### AIM
Return the records, each one exactly as written.
-- Begin INPUT RECORDS --
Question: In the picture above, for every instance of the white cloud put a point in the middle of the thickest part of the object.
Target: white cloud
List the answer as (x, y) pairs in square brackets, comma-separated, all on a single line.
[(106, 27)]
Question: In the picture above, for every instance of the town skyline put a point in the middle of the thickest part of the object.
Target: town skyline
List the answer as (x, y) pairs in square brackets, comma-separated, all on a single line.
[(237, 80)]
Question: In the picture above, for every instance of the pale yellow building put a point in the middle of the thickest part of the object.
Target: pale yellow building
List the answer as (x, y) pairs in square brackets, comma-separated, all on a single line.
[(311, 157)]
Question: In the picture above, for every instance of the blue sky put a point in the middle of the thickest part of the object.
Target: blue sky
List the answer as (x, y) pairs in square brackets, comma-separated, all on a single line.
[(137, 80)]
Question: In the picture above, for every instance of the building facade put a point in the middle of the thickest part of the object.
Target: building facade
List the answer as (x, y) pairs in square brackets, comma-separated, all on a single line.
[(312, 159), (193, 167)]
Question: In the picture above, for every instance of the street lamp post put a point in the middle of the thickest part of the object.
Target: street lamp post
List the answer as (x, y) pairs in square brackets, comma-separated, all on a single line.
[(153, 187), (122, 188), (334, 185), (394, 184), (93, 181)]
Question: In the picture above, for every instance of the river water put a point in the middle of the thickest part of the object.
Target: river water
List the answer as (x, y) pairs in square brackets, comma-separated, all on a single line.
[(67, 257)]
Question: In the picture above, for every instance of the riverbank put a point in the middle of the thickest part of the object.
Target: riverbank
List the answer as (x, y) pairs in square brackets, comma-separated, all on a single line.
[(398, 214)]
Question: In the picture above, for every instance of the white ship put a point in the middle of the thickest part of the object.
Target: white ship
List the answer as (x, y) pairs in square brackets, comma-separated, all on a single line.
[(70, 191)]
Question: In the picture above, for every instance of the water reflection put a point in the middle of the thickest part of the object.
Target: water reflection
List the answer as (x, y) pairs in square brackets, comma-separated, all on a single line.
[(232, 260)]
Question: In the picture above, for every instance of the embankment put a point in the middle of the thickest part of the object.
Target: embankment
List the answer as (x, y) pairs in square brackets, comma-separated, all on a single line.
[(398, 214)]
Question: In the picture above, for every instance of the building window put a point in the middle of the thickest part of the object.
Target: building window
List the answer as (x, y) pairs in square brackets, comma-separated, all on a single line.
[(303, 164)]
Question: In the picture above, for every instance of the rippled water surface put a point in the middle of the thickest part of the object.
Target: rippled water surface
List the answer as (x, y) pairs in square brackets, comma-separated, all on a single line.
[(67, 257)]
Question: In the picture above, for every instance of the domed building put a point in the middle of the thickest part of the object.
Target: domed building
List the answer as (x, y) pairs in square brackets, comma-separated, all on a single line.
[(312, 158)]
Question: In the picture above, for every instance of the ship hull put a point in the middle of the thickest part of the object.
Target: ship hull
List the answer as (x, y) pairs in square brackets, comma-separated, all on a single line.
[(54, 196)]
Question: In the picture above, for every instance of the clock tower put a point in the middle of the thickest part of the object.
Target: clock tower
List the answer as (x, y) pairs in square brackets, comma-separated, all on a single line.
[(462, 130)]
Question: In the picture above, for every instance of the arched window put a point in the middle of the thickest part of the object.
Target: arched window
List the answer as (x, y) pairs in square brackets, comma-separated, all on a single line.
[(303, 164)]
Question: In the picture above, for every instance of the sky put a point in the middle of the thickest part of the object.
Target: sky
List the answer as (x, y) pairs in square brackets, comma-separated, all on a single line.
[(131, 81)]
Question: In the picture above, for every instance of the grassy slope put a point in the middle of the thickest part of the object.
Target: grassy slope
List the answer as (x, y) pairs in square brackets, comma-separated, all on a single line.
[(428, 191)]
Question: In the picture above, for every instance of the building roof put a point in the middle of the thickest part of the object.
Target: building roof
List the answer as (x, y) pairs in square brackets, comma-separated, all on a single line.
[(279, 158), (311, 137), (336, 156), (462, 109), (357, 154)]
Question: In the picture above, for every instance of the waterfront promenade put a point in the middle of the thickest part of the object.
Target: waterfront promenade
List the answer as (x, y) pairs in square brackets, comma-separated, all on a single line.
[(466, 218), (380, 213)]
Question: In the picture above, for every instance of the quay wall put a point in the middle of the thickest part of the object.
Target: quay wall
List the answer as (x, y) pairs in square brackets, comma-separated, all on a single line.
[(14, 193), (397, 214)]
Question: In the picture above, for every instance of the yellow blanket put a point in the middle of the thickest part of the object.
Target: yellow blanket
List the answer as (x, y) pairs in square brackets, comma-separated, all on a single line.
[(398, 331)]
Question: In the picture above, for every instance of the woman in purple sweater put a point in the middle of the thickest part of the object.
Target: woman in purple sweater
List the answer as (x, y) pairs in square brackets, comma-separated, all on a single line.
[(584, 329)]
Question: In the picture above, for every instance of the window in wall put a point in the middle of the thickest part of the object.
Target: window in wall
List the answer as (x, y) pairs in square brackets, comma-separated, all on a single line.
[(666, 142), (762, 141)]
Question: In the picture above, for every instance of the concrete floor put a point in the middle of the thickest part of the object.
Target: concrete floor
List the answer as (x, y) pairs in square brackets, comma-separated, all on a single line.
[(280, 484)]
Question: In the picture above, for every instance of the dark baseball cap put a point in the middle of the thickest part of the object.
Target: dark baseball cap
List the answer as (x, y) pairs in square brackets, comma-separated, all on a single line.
-- End INPUT RECORDS --
### RESULT
Question: In the picture above, for every instance of the white cloud put a point in the middle of the thickest part of the object.
Target: white cloud
List the answer as (x, y) pairs in square brackets, comma-separated, all on a single line.
[(106, 27)]
Question: In the picture above, for every instance of the town skyline put a point in the middle of the thickest part of the object.
Target: town skyline
List the answer as (x, y) pairs in square brackets, comma-separated, all on a single line.
[(237, 80)]
Question: In the picture above, for every instance of the pale yellow building put a point in the middle of the thickest part of the object.
Target: pale yellow building
List the answer as (x, y) pairs in square brackets, comma-separated, all on a single line.
[(311, 157)]
Question: In the picture above, for every instance of the blue sky put a point in the middle of the thickest part of the object.
Target: blue sky
List the answer as (x, y) pairs in square brackets, comma-separated, all on a single line.
[(137, 80)]
Question: In the picture above, for every instance of the building facade put a point in the middle of the thickest part of the object.
Target: building facade
List the answer as (x, y) pairs in square brackets, comma-separated, all on a single line.
[(312, 159), (193, 167)]
Question: In the picture above, for every instance of the street lamp post put a point in the middle of the thickest part of the object.
Target: street lamp post
List the answer as (x, y) pairs in square brackets, comma-separated, all on a single line.
[(153, 187), (122, 188), (334, 185), (394, 184), (93, 181)]
Question: In the picture above, for every instance of the river water put a point in the middle of the thickest part of the object.
Target: river water
List the answer as (x, y) pairs in square brackets, comma-separated, all on a single line.
[(67, 257)]
Question: In the picture above, for every instance of the riverbank put a point in the middle of the thickest part of the object.
Target: riverbank
List the answer as (x, y) pairs in square brackets, comma-separated, all on a single line.
[(398, 214)]
Question: In the picture above, for every instance of the white ship put a point in the middle of the thickest part of the object.
Target: white ship
List the answer as (x, y) pairs in square brackets, comma-separated, all on a single line.
[(70, 191)]
Question: In the picture above, for every instance of the water reflection put a point in the middle of the thickest part of the object.
Target: water reflection
List the answer as (x, y) pairs in square brackets, comma-separated, all on a single line.
[(232, 260)]
Question: In the picture above, for every instance of the embankment put a point in the middle of the thickest part of the object.
Target: embankment
List the answer as (x, y) pairs in square brackets, comma-separated, all on a single line.
[(398, 214)]
Question: In the picture above, for every instance of the building window put a point in the middle of the thickest part of the object.
Target: building window
List the answer as (x, y) pairs in square brackets, comma-separated, all on a single line.
[(303, 164)]
Question: In the picture above, for every instance of the rippled water surface put a point in the middle of the thickest part of the object.
Target: rippled water surface
List the answer as (x, y) pairs in square brackets, comma-separated, all on a single line.
[(67, 257)]
Question: In the picture above, for every instance of the domed building put a point in the middle of the thickest part of the object.
Target: domed building
List the answer as (x, y) pairs in square brackets, comma-separated, all on a single line.
[(312, 158)]
Question: In the picture above, for every instance of the ship hull put a point in the middle of the thickest part of the object.
Target: ship hull
List the answer as (x, y) pairs in square brackets, comma-separated, all on a single line.
[(54, 196)]
Question: In the picture above, for every instance of the clock tower put a point in the middle of the thickest part of the object.
Target: clock tower
List the answer as (x, y) pairs in square brackets, comma-separated, all on a single line.
[(462, 130)]
Question: In the picture above, for every instance of the arched window put a point in the middle of the thickest part of the object.
Target: arched window
List the answer as (x, y) pairs in square brackets, comma-separated, all on a single line.
[(303, 164)]
Question: In the picture above, for every instance of the sky put a point in the middle of the thickest part of the object.
Target: sky
List the answer as (x, y) pairs in square brackets, comma-separated, all on a single line.
[(131, 81)]
Question: In the picture above, for every instance of the grassy slope put a point in the middle of the thickest part of the object.
Target: grassy slope
List the answer as (x, y) pairs in square brackets, comma-separated, all on a single line.
[(428, 191)]
Question: In the picture above, for every instance of the building roof put a point in the middle of the thickest part of the object.
Target: building roof
List the answer as (x, y) pairs in square brackets, comma-separated, all on a single line.
[(279, 158), (311, 137), (336, 156), (462, 109), (357, 154)]
Question: In the picture above, for every instance of the waterfront promenade put a point in the middle of the thickest part of the object.
Target: waterfront promenade
List the answer as (x, y) pairs in square brackets, comma-separated, all on a single line.
[(466, 218), (380, 213)]
Question: In the picture above, for every instance of the quay wall put a point in the middle of the thickest part of the object.
Target: quay wall
List the answer as (x, y) pairs in square brackets, comma-separated, all on a single line.
[(14, 193), (397, 214)]
Question: In the picture above, for every instance of the yellow blanket put a point in the middle of the thickest part of the object.
Target: yellow blanket
List the answer as (x, y) pairs in square brackets, comma-separated, all on a single line.
[(398, 331)]
Question: In the picture above, for every instance of the woman in purple sweater put a point in the middle of the thickest part of the object.
Target: woman in purple sweater
List the answer as (x, y) pairs in square brackets, comma-separated, all on a single line.
[(584, 329)]
Question: In the picture above, for every instance of the window in wall put a point in the middle of the thickest part of the object.
Target: window in wall
List the answer as (x, y) pairs in square brackets, comma-separated, all on a single line.
[(666, 142), (762, 141)]
Question: In the picture above, for every instance of the concrete floor put a point in the middle of the thickest part of the object.
Target: concrete floor
List the answer as (x, y) pairs in square brackets, comma-separated, all on a single line.
[(280, 484)]
Question: In the picture above, for every instance of the dark baseball cap put a point in the middle of the thickest part of the object.
Target: dark baseball cap
List the answer as (x, y) pairs in square brackets, comma-separated, all on a single line.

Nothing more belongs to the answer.